Pointing records:

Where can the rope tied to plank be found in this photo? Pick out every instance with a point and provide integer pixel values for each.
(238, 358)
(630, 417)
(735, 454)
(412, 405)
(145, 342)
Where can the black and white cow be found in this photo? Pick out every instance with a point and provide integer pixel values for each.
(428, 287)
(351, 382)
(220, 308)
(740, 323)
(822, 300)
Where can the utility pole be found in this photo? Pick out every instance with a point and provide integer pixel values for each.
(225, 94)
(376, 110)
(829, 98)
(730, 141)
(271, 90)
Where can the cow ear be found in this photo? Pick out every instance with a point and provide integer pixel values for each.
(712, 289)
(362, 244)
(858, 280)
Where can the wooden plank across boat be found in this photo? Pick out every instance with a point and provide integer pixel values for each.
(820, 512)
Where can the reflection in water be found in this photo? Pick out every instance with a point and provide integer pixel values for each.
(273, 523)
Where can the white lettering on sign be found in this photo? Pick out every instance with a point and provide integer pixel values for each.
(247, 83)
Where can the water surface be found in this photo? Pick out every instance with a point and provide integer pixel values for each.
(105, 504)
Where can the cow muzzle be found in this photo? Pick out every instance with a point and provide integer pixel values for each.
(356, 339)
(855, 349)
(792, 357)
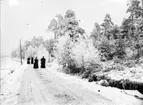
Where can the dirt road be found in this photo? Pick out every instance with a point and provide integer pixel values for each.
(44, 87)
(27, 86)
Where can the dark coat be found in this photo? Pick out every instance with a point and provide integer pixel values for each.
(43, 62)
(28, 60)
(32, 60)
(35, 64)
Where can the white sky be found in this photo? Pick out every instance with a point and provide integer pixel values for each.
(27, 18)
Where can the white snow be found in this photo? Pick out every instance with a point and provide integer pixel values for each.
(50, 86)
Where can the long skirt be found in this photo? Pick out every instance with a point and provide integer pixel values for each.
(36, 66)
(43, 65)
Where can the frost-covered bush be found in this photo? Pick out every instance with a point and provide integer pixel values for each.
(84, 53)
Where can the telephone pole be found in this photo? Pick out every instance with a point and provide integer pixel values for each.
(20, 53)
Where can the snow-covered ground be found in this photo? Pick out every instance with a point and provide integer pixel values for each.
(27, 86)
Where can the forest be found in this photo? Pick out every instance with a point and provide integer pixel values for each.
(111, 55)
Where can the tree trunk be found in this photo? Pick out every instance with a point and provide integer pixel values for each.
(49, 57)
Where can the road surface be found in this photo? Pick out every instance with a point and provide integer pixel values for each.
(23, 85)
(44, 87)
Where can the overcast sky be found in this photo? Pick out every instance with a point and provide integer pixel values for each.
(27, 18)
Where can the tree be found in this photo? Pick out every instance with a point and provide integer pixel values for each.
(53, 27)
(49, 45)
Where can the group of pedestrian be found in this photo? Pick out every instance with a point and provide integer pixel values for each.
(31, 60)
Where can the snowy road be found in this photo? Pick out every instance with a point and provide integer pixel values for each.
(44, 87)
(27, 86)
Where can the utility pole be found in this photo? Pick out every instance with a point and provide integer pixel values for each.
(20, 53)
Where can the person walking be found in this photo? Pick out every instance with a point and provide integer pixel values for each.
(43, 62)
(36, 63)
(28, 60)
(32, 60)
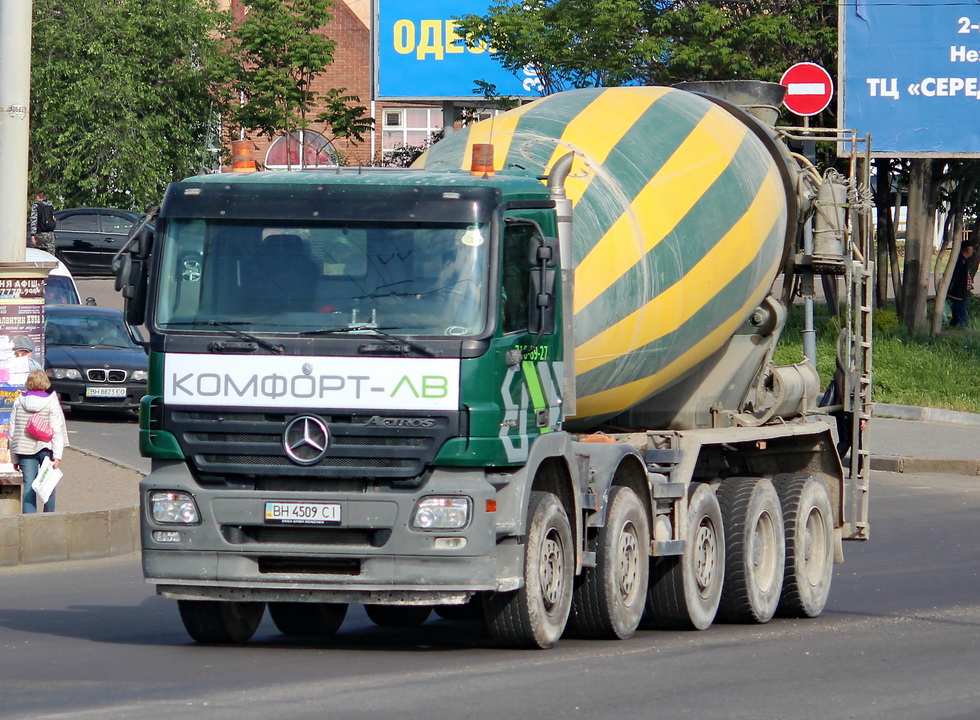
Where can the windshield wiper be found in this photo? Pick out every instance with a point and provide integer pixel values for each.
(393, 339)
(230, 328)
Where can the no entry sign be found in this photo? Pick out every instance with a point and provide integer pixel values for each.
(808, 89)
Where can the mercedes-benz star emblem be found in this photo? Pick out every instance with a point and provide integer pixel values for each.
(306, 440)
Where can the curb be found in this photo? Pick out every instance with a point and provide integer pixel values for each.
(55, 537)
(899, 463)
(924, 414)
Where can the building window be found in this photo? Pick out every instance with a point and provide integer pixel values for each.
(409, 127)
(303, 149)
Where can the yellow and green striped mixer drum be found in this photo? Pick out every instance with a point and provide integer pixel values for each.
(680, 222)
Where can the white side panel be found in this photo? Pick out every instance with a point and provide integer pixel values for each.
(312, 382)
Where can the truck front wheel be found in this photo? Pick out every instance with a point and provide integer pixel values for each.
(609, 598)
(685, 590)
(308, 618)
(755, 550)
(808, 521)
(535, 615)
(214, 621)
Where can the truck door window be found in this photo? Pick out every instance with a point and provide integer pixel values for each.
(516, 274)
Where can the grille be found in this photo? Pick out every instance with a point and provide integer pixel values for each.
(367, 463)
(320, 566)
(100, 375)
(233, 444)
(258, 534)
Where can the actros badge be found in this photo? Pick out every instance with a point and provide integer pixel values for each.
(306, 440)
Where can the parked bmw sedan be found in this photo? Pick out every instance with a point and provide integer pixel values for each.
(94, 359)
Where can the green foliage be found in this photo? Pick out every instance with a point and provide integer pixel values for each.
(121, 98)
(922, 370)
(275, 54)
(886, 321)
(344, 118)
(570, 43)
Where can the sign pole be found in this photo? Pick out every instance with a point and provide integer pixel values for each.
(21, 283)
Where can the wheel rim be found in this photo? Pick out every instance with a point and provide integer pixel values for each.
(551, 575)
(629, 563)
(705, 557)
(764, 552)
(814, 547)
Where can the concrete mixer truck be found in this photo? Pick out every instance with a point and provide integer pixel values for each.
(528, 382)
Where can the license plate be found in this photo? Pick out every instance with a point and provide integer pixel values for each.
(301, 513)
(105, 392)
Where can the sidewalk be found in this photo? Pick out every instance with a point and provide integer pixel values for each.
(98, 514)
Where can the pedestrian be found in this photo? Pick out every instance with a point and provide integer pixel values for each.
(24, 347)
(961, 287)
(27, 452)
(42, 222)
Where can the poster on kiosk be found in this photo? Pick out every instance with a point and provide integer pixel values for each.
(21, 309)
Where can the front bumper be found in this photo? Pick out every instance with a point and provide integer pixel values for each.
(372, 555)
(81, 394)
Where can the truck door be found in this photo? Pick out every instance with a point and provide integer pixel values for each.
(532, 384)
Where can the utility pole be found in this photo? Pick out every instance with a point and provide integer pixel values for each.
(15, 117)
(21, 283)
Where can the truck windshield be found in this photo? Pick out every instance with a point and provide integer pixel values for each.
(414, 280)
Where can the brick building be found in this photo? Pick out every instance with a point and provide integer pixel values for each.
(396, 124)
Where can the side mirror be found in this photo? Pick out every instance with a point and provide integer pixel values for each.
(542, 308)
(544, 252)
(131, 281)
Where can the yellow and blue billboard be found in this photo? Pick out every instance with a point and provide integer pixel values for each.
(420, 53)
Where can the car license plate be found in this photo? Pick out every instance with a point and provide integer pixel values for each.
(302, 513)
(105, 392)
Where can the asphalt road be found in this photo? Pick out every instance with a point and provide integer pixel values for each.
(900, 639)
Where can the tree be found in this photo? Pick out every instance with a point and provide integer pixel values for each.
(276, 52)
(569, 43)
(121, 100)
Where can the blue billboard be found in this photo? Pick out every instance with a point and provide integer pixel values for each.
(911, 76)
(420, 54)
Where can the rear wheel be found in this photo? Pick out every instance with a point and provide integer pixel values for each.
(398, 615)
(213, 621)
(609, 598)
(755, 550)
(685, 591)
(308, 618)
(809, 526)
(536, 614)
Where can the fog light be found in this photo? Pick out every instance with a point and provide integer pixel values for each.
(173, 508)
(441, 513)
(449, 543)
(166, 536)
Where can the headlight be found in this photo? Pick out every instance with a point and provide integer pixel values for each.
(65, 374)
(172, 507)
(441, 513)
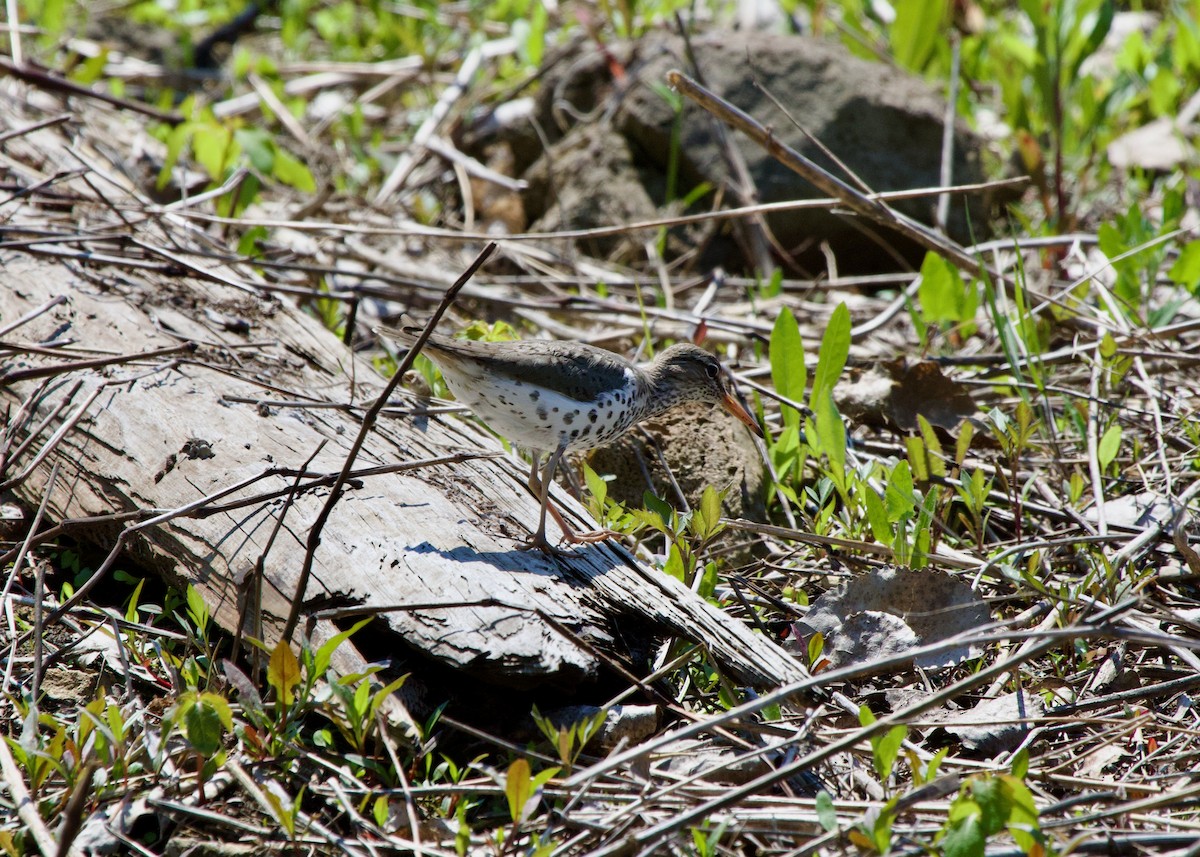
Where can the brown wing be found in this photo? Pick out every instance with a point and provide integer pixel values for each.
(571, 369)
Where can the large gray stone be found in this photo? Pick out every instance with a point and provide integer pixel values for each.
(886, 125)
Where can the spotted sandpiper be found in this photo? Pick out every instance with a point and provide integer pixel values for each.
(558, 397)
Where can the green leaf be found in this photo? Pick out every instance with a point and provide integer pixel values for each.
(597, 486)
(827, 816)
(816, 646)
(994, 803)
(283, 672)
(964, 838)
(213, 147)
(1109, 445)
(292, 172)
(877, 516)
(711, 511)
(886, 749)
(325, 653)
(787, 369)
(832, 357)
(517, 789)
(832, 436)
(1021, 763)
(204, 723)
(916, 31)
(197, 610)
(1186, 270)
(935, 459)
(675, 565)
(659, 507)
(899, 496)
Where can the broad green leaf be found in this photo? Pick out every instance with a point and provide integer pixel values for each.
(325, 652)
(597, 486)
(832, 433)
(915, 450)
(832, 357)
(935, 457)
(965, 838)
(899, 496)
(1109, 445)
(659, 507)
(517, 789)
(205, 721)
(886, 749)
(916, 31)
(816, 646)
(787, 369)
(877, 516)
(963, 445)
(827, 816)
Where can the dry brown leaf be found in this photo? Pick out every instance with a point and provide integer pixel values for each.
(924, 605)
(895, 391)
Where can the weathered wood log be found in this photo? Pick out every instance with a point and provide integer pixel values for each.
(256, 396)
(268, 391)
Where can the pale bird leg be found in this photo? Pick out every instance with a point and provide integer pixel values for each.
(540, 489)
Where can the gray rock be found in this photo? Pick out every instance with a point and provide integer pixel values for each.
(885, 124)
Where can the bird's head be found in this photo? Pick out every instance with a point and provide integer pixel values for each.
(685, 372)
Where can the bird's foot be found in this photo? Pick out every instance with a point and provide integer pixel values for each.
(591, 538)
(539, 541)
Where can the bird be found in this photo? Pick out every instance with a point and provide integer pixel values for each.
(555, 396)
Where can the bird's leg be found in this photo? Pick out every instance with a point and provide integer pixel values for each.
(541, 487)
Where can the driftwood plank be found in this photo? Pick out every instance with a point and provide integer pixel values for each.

> **The exercise**:
Which lines run from the one containing "Where can the weathered" to the end of the entries above? Quote exactly those, and only those.

> **Exercise result**:
Where can the weathered wood log be found in this photo? Pick out every instance with a point and provide integer pixel values for each.
(256, 396)
(268, 391)
Where can the pale bird leg be found in this photo? Pick out every instance with a point and provide integer pixel values for each.
(540, 489)
Where can the gray rock be found in this photo? Pick out every instance with a point and provide integer pixel values for each.
(885, 124)
Where can the bird's head be found in this photo? Pick out every instance with a point and provide integer pixel values for each.
(685, 372)
Where can the bird's foot be found in this photo? Pick out every instance with a point and provide integer pixel values for each.
(591, 538)
(539, 541)
Where can the bird be found in this photo? Pick out every instance with a point and provide integer pixel values for each.
(555, 396)
Where can the bird's leg be found in this photo? Pick out every instance with a point and provide integer pixel values for each.
(541, 487)
Where can the driftwood plank be found in this photo? Pick out every instance with a point and provide integer pixel values for each.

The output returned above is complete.